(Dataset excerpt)
— Start —

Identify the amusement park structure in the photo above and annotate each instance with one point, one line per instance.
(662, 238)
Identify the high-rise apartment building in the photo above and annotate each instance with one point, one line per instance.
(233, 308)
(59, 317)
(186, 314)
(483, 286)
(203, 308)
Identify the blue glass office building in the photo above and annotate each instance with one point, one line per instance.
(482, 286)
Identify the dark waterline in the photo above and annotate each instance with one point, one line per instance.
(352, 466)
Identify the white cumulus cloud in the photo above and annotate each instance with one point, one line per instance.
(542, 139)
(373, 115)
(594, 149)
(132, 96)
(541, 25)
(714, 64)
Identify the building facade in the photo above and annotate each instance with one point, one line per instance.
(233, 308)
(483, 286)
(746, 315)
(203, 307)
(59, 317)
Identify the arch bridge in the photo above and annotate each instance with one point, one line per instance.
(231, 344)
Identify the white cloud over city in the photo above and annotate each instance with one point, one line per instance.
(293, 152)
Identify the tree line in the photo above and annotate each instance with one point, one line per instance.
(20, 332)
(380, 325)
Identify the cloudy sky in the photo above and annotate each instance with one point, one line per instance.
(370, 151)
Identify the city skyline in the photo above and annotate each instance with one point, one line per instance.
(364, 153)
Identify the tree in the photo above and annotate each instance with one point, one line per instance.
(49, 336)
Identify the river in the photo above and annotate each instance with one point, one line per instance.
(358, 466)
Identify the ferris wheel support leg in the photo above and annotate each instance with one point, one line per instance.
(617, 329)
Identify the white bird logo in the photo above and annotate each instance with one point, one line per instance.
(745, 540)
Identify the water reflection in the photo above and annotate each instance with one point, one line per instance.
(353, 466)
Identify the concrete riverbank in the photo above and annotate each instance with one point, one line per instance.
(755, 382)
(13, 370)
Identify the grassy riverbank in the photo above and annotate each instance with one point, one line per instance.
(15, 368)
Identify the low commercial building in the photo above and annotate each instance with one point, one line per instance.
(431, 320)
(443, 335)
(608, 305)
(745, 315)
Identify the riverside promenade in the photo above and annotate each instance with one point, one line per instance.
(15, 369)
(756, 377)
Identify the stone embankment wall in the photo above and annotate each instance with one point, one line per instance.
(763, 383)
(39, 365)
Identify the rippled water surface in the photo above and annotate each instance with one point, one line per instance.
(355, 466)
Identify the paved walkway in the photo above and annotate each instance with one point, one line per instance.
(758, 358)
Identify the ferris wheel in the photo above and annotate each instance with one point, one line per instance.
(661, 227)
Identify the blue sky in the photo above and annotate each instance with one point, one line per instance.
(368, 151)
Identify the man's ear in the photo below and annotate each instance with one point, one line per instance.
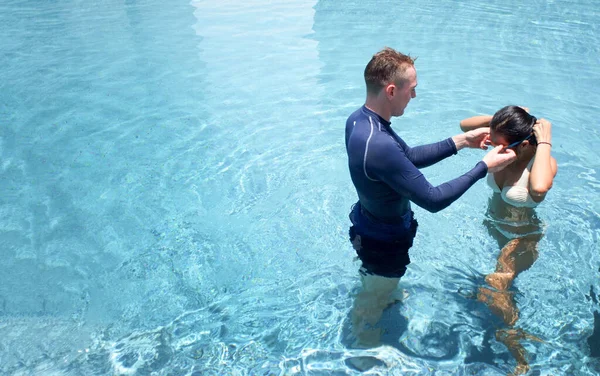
(390, 90)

— End —

◆ Required work ◆
Reproduce every item above word for word, leaving out the picture.

◆ Solution to this exercise ◆
Identify the amusement park structure in the photo above and annotate each instance with one point, one line per instance.
(662, 238)
Identify the high-rise apartment building in the photo above and annotate each instance with one point, one line per instance.
(233, 308)
(59, 317)
(186, 314)
(483, 286)
(203, 308)
Identify the blue glass office building in the photo above and annotate each instance with one point, one line per instance.
(482, 286)
Identify the dark waterline in the photo above and annotate each instance with one point, one line per instance.
(352, 466)
Identify the white cumulus cloud in the photo above and annotate each instance with one point, one line per instance.
(542, 139)
(373, 115)
(594, 149)
(132, 96)
(541, 25)
(714, 64)
Identify the building facade in the photo above and annotate each instance with one point, one line per instance.
(233, 308)
(483, 286)
(746, 315)
(203, 307)
(59, 317)
Identify the arch bridge in the photo above and annotate each instance with one point, one line per instance.
(231, 344)
Identify the white cloud over city in the photo above and annotate each instance with one point, one line per instance.
(293, 152)
Identify the tree line in the photo above and annotate each instance with one point, one line per instance.
(20, 332)
(380, 325)
Identify the cloudy sky in the photo above and annotate each instance with one point, one line per instance.
(370, 151)
Identify the city skyline in the photo above and annotate each instance with one point, one line per instance.
(364, 153)
Identify the tree in the photo above and annotate each instance with one point, one line per instance.
(49, 336)
Identify the river in the photo above and annotate each instance with one point, one line per instance.
(358, 466)
Identify the ferris wheel support leg in the photo above and annotate each instance with one point, one line per instance.
(617, 329)
Identify the white bird logo in the photo above and annotate each instance with one point, one line per instance.
(745, 540)
Identify the water reflection in the photo above and annotate each instance with one point, one line per instance.
(353, 466)
Identify the concrete riverbank in the photo above and annotate each instance with one point, one line per instance.
(755, 382)
(13, 370)
Identify the grassy riverbank in the photo above and annotate each instance with one point, one line per instance.
(15, 368)
Identify the low commercial building in the photo above and annotate each instance with one point, one line per instance.
(431, 320)
(443, 335)
(608, 305)
(745, 315)
Identify the riverside promenade in the photo above and annotate each instance with one point, one line per instance.
(15, 369)
(756, 377)
Identify the stone embankment wall in the photo above and annotate each instance with one point, one line per instance.
(763, 383)
(39, 365)
Identify the rippled water surface in the photo above and annotate each instance with one point, one line per instance.
(355, 466)
Identify the paved walkway in the photo above and annotate each instance with one point, one line per instance.
(758, 358)
Identify the ferris wheel in the photo above and annotate each instance with one point, one line per instance.
(661, 227)
Identify the blue sky in the photo above and annotate each instance with one point, one line per instance.
(368, 151)
Identify the man's ear in the photo below and annotate each instance with one point, one line per instance.
(390, 90)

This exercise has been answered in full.